### Task
Copy the entries from the line containing "the white barrier" through the end of the entries, with both ends included, and swap "license plate" for "number plate" while keeping everything else the same.

### Entries provided
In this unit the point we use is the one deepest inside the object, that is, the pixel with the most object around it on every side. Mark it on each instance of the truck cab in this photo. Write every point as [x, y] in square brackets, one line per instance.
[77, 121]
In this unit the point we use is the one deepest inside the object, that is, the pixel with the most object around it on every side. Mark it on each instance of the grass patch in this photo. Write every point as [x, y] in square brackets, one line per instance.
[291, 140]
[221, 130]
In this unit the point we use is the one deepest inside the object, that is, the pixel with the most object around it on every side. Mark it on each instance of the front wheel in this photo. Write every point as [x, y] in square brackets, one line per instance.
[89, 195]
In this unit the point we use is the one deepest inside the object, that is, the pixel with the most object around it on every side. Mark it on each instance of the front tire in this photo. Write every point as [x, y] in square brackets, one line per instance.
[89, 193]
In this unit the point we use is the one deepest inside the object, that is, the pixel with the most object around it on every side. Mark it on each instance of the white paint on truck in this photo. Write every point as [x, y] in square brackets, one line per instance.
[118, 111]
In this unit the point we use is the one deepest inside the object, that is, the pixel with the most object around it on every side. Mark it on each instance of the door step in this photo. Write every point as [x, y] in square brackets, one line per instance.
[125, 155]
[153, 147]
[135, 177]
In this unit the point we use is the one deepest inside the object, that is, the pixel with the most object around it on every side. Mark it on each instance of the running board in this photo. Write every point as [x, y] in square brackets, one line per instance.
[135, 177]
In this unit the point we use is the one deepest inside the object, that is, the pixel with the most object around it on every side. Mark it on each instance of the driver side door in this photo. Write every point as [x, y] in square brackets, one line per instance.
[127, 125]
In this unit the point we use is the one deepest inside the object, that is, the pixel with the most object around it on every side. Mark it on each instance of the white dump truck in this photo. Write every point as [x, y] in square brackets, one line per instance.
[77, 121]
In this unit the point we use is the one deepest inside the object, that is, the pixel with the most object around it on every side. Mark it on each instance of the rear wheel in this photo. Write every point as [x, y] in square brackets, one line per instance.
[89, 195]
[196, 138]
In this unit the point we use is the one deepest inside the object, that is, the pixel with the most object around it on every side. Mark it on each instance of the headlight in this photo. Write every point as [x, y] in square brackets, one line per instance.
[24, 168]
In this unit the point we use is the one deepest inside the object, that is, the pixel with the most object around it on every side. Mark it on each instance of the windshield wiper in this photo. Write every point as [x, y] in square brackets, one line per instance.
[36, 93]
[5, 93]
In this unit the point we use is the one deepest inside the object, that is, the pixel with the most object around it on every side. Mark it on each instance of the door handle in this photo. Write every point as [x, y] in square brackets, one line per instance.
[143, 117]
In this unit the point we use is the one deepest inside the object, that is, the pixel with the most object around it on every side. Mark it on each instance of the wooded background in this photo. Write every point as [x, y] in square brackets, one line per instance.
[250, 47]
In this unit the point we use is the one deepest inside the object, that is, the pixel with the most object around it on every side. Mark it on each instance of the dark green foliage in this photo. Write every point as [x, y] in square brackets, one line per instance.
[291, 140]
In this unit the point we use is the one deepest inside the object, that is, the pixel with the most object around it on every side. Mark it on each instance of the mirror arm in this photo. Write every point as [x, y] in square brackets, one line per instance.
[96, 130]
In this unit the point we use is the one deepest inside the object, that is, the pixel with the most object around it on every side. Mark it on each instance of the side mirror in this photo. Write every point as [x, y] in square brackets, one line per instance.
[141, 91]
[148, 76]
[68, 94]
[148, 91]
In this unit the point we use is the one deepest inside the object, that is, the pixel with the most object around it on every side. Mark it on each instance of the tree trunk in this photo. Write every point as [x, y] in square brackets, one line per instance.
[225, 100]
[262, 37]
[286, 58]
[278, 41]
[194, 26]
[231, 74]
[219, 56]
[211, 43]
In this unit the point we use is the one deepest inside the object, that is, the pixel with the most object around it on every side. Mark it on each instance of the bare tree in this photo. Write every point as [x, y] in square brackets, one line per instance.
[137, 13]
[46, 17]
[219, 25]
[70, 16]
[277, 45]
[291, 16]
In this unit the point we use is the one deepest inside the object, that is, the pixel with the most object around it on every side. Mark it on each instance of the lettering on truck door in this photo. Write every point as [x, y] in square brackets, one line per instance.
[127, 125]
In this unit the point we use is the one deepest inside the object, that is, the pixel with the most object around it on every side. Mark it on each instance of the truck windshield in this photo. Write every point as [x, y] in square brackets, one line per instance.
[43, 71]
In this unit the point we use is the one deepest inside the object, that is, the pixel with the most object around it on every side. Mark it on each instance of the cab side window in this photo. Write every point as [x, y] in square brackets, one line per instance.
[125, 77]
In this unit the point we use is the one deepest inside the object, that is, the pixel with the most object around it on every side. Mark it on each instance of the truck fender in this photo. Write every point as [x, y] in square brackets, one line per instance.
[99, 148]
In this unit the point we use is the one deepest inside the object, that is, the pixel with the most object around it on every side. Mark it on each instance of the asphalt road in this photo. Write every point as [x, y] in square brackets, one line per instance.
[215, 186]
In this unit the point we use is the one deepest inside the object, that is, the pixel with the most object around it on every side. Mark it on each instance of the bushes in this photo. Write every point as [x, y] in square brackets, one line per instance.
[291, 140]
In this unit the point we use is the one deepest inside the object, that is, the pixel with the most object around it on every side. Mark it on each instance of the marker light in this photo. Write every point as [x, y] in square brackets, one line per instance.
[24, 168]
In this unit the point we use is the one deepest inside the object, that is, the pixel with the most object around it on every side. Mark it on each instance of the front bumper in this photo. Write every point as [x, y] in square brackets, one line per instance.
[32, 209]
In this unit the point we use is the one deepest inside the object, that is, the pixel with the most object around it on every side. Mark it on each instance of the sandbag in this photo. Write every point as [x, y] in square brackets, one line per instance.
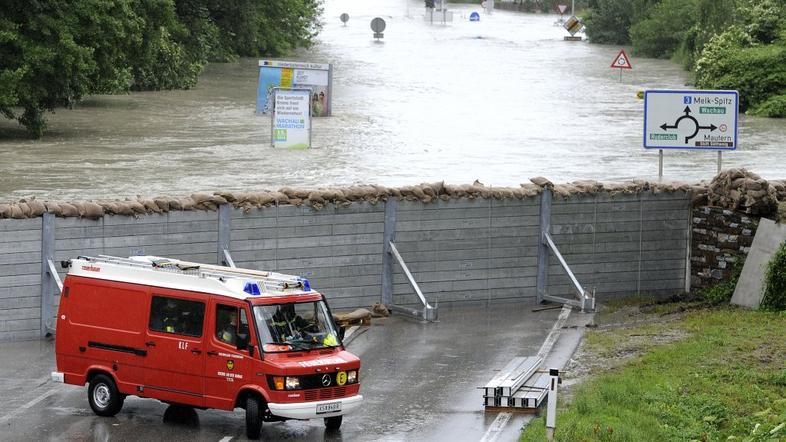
[542, 182]
[68, 210]
[93, 211]
[37, 208]
[16, 212]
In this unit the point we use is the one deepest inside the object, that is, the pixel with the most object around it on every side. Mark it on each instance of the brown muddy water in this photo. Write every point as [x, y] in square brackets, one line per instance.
[500, 100]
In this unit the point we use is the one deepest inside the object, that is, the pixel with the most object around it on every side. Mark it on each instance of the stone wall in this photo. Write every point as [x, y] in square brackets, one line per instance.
[720, 237]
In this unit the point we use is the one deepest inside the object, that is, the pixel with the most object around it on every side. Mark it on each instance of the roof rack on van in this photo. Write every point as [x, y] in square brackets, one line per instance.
[270, 282]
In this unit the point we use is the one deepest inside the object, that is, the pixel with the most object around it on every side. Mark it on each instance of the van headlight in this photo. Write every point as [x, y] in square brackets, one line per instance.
[292, 383]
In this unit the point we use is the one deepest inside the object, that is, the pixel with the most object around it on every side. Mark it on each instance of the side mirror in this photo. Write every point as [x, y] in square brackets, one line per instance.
[242, 341]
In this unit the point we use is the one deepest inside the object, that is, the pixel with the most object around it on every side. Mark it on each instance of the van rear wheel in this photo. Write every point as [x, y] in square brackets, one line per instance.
[103, 396]
[333, 423]
[253, 417]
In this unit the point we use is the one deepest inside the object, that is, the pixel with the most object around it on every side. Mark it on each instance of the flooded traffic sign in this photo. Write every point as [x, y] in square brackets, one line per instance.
[378, 25]
[690, 119]
[573, 25]
[621, 61]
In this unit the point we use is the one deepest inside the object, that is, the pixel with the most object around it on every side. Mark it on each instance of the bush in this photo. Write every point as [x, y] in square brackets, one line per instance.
[774, 107]
[732, 61]
[660, 34]
[775, 281]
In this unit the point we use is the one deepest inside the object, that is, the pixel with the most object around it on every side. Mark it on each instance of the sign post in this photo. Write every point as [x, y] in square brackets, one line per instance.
[291, 122]
[692, 120]
[573, 25]
[621, 61]
[378, 25]
[296, 75]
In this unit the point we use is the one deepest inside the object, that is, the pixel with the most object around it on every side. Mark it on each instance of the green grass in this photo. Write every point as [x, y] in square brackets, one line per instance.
[725, 377]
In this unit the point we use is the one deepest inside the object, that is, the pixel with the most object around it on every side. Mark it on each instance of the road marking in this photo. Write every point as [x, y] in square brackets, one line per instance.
[496, 427]
[30, 404]
[554, 333]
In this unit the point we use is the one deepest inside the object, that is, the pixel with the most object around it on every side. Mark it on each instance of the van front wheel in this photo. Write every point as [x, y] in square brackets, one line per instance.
[103, 396]
[253, 418]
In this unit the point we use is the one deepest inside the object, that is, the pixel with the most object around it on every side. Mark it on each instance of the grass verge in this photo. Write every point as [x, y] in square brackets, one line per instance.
[724, 379]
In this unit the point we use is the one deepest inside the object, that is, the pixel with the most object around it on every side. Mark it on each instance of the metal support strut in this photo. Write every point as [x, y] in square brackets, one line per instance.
[586, 299]
[427, 312]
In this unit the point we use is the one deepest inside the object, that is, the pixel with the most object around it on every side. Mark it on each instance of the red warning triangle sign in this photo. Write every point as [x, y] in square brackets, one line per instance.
[621, 61]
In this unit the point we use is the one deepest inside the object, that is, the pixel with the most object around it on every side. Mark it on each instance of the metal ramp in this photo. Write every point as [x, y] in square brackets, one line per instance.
[520, 385]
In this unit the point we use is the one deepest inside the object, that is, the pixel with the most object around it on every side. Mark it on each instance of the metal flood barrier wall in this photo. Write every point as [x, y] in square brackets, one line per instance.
[457, 250]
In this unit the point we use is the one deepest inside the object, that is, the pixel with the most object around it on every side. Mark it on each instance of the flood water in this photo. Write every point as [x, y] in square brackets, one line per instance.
[500, 100]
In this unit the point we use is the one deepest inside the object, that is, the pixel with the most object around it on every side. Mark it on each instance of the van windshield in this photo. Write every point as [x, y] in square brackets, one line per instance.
[295, 326]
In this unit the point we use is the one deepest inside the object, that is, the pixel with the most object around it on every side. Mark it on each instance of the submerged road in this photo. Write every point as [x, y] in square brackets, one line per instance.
[419, 381]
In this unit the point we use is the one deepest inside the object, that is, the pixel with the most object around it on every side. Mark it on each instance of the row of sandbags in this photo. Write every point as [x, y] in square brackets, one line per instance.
[426, 192]
[744, 191]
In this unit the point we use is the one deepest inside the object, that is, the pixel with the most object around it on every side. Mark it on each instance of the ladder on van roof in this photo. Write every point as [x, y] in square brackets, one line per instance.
[271, 281]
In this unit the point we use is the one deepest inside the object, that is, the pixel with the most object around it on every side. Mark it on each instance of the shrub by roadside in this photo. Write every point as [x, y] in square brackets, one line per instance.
[724, 380]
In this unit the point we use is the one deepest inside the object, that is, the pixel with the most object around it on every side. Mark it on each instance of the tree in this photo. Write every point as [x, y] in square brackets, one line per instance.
[663, 31]
[608, 21]
[54, 52]
[42, 65]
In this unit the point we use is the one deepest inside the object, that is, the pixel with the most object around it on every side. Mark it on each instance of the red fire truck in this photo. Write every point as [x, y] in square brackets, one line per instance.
[203, 336]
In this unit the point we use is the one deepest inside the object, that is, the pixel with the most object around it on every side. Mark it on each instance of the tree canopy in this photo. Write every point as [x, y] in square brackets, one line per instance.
[728, 44]
[54, 52]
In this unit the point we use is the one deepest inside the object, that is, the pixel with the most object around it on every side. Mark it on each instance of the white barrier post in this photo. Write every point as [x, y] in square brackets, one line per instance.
[551, 409]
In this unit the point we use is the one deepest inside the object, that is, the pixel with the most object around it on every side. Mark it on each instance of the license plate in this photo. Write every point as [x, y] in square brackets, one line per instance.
[329, 407]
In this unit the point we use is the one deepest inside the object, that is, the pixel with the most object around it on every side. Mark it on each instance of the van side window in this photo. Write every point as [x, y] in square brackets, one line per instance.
[178, 316]
[227, 325]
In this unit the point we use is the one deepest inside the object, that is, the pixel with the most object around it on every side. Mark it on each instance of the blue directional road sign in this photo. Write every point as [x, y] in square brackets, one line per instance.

### Result for this task
In this unit the point we use is the one deepest inside the object, that is, the pixel with the most object around it on every side. Mark it on each instance of the white barrier post in this photo. Write every point as [x, y] in square brackets, one line per instance.
[551, 409]
In this unit the point we use is the one deepest inside the object, that is, the pixel with the most object around it on every side. Mark it on each instance of the number plate in this photo. Write every point as [x, y] in square brackets, one line per instance.
[329, 407]
In this unit the point we use is the one deepest inside the object, that is, the pixel with the most object around it on every side. Mark it on each instance of the van side window in this photo. Write every point as [x, y] in square brackets, one line per instance.
[178, 316]
[227, 325]
In this unit the point we use is the one deepest inside the object, that is, the pixel with the most object around it on every side. Mark it on each instance of the blue directional road sign in this photo. Write every point as [x, y] in square brackets, one line per instance.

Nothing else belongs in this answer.